## Problems and tasks
a) In the passage on ending the war with Japan, rewrite the text starting with "The Interim Committee" and going on through "for Russian mediation.", changing "bamboo spears" to "sharpened sticks".
b) According to the passage on ending the war with Japan, where is the uranium bomb sent after it leaves Los Alamos?
c) Pick up the passage on ending the war with Japan after its final sentence and carry it forward.

In Japan, the strong man is Gen. Anami Korechika, the minister of war, who argues that if the homeland is defended at the cost of every Japanese, the Americans will tire of war and sue for peace. "Surrender is out of the question", he says. The voice of reason is the new civilian prime minister, Suzuki Kantaro, who says in private, "We must end this damned war."
The Interim Committee appointed by Truman recommends unanimously that he use the bomb on "war plants surrounded by worker housing", without warning. A portly Gen. George Marshall lays out plans for the invasion of Kyūshū in November and Honshū in March 1946, involving 767,000 Allied troops and casualties that may reach 250,000. In Tokyo, Adm. Yonai Mitsumasa assures the cabinet that 25 percent of the invaders will be destroyed by kamikaze attack at sea, 25 percent will die on the beach, and the rest will fall in battle. Children as young as nine are being taught to fight the invaders with bamboo spears. "This is madness", says foreign minister Togo Shigenori, an outspoken peace advocate. The civilians in the cabinet decide to secretly ask for Russian mediation.
On July 16, the Trinity test shows that a plutonium bomb is feasible and that a nuclear blast is even more powerful than scientists predicted. The uranium bomb leaves Los Alamos for Tinian island in the Pacific. At the Potsdam conference near Berlin, the Soviet leader Joseph Stalin promises to join the war against Japan. British prime minister Winston Churchill urges Truman to use the bomb so as to constrain Russian expansion, an argument seconded by Truman's military advisers, who warn that unless Japan surrenders quickly it will have a Russian zone of occupation and the attendant problems.

## Dataset records
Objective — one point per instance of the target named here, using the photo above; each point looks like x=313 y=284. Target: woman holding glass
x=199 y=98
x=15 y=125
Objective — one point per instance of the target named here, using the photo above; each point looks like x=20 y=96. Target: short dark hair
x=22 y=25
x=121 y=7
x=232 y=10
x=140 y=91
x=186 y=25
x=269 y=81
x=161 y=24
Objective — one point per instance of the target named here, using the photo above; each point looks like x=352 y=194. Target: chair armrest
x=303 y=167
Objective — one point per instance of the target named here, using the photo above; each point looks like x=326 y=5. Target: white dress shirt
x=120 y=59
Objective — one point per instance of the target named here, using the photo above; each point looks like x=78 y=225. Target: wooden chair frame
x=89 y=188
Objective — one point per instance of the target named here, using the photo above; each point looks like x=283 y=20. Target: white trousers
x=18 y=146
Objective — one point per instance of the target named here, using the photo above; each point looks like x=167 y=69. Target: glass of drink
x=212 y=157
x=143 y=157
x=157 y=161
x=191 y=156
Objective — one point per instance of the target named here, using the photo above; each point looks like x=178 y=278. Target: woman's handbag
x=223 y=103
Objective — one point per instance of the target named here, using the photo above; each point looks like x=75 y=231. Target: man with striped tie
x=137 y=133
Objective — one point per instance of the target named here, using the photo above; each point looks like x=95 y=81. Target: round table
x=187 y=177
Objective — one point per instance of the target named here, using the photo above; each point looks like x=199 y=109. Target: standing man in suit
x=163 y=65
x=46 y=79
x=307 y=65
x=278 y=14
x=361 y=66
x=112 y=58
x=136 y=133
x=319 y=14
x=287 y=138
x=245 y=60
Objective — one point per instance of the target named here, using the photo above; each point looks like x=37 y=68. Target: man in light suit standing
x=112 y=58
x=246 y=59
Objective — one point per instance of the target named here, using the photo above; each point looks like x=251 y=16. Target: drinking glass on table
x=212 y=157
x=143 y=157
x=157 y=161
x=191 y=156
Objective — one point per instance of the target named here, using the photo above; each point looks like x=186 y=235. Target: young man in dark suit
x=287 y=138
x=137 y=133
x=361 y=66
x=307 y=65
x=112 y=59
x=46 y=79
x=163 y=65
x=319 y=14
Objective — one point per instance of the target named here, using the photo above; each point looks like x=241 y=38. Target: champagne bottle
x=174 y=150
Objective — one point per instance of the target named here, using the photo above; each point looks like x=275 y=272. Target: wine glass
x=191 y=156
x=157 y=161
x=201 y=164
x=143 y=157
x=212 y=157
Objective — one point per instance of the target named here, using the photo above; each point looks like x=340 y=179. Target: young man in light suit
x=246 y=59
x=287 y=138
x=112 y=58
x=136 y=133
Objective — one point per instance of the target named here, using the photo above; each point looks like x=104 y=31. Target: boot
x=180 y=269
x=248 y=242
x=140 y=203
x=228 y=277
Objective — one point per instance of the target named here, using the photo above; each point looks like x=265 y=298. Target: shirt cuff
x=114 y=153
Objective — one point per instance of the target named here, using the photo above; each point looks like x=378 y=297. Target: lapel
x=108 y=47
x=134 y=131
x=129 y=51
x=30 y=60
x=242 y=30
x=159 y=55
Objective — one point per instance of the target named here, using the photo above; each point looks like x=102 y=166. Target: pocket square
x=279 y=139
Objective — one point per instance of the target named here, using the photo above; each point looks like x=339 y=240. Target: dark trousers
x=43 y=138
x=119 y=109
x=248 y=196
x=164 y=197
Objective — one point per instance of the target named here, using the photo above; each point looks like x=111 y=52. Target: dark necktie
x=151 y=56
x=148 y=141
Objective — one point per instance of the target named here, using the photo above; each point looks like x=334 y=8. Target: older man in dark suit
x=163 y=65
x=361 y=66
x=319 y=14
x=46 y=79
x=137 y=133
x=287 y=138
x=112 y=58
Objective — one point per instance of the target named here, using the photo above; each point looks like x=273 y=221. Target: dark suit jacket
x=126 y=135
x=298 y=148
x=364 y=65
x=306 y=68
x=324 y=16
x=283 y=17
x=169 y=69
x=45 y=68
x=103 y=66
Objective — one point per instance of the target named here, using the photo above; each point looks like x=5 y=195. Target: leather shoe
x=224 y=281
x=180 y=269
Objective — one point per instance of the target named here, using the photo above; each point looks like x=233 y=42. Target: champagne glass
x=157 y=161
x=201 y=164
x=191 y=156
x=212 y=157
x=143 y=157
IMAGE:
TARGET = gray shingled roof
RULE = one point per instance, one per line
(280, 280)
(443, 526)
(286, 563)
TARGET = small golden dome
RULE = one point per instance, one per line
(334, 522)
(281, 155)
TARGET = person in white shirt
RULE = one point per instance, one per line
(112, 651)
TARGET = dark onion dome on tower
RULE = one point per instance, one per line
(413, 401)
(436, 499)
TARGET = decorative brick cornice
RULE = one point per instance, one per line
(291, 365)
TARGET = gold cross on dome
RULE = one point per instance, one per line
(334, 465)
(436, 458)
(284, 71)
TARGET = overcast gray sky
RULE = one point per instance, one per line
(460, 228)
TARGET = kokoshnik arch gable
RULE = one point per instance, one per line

## Answers to the problems
a)
The Interim Committee appointed by Truman recommends unanimously that he use the bomb on "war plants surrounded by worker housing", without warning. A portly Gen. George Marshall lays out plans for the invasion of Kyūshū in November and Honshū in March 1946, involving 767,000 Allied troops and casualties that may reach 250,000. In Tokyo, Adm. Yonai Mitsumasa assures the cabinet that 25 percent of the invaders will be destroyed by kamikaze attack at sea, 25 percent will die on the beach, and the rest will fall in battle. Children as young as nine are being taught to fight the invaders with sharpened sticks. "This is madness", says foreign minister Togo Shigenori, an outspoken peace advocate. The civilians in the cabinet decide to secretly ask for Russian mediation.

b) To Tinian island in the Pacific.

c)
Truman decides to drop the bomb, reporting afterward that he then "went to bed and slept like a baby." The Allied leaders deliver an ultimatum to Japan "to give them one last chance." In Tokyo, prime minister Suzuki tries to keep the army in line by declaring in a press conference that he will "mokusatsu" the ultimatum—a term that the Americans translate as "treat with silent contempt."
In deference to Henry Stimson's qualms, Truman strikes Kyoto off the target list, leaving Hiroshima as the primary target, see Timeline of the Manhattan Project.
Enola Gay makes a successful drop on the morning of August 6, 1945. Recalls an airman afterward: "I'll tell you what I thought: this is the end of the war." The Japanese war cabinet is told that the blast killed or injured 130,000 people, but the hardliners argue that the U.S. can't have many more such bombs, that world opinion will prevent a repetition, and that Japan can still fight to an honorable peace. At worst, Gen. Anami declares, Japan will be "destroyed like a beautiful flower."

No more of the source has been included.